[DATASET EXCERPTS]
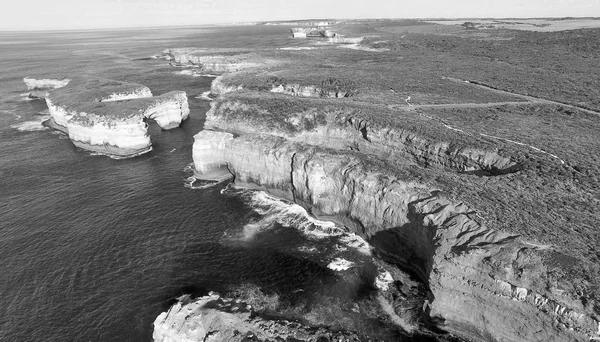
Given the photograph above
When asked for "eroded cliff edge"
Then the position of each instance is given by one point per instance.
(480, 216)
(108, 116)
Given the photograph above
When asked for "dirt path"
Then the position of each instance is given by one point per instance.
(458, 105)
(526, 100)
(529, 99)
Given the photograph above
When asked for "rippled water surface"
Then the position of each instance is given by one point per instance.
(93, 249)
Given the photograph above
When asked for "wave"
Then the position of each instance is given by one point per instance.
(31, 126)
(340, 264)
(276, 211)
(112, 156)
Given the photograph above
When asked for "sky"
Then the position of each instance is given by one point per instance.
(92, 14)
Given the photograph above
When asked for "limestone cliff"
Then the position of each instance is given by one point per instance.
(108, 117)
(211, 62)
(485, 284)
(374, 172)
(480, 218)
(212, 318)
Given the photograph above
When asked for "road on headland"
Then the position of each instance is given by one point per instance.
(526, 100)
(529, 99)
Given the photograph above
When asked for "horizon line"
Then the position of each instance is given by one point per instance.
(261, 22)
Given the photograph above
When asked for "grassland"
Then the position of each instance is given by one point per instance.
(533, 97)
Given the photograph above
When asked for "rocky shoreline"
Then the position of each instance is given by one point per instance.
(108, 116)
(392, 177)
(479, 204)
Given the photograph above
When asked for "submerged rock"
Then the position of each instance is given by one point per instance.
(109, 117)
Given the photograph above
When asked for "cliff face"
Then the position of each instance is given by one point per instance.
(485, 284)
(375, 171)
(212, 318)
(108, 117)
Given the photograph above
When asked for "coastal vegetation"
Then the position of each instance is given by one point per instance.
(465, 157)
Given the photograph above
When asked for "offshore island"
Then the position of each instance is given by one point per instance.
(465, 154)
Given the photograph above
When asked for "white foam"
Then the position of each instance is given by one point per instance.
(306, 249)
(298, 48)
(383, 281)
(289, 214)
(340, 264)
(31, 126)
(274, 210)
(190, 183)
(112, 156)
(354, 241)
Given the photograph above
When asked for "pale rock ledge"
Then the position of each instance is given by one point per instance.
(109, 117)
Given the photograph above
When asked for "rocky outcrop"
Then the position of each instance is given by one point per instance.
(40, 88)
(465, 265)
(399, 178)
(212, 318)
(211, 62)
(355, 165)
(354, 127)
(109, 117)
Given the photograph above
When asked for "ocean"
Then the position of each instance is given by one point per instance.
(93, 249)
---
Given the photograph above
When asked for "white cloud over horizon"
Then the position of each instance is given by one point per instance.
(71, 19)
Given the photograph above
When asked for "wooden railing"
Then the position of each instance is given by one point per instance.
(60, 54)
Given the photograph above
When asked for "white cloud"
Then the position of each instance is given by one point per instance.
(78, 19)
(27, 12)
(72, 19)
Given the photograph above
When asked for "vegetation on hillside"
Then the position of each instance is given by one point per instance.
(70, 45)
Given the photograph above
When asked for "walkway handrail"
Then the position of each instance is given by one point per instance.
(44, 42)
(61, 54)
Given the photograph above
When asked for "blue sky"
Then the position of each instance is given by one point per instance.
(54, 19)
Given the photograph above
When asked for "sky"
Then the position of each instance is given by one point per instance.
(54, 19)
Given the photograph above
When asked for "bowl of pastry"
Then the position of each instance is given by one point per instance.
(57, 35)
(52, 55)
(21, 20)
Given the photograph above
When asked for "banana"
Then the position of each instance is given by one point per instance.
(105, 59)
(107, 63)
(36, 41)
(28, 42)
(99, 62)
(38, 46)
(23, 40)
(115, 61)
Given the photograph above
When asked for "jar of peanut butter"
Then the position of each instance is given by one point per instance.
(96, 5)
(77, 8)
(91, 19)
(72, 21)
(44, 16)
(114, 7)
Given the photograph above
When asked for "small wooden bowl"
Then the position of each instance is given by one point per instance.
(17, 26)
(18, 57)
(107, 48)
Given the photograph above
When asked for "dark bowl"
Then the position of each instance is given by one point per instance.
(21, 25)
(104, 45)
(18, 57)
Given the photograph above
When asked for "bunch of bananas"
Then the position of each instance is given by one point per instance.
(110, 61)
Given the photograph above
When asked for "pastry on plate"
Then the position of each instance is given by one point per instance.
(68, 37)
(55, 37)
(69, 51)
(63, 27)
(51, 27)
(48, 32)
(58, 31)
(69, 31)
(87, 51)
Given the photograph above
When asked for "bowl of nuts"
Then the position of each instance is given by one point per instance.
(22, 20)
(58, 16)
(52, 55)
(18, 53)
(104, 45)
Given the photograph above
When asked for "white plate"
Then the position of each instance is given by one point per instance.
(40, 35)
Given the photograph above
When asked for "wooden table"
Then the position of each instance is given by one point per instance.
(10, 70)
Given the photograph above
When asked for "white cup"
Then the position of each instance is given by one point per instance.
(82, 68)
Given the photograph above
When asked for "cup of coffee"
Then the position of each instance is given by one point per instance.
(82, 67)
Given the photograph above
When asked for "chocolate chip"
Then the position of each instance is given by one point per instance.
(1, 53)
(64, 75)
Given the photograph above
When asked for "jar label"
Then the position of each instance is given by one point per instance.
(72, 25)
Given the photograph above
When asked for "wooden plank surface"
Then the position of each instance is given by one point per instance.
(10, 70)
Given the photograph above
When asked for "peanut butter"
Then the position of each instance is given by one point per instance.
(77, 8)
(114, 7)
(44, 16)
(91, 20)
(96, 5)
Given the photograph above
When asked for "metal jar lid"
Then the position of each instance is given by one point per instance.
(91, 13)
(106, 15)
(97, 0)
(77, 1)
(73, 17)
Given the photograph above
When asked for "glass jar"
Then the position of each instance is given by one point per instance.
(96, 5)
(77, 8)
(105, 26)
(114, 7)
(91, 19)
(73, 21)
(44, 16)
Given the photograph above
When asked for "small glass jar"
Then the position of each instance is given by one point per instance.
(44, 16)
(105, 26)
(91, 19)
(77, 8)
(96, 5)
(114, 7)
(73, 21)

[WHAT NEEDS TO BE DONE]
Identify every line of the records that contains the word "small", and copy each of those lines. Case counts.

[CORRECT ANSWER]
When asked for "small wooden bowl"
When asked for "small glass jar"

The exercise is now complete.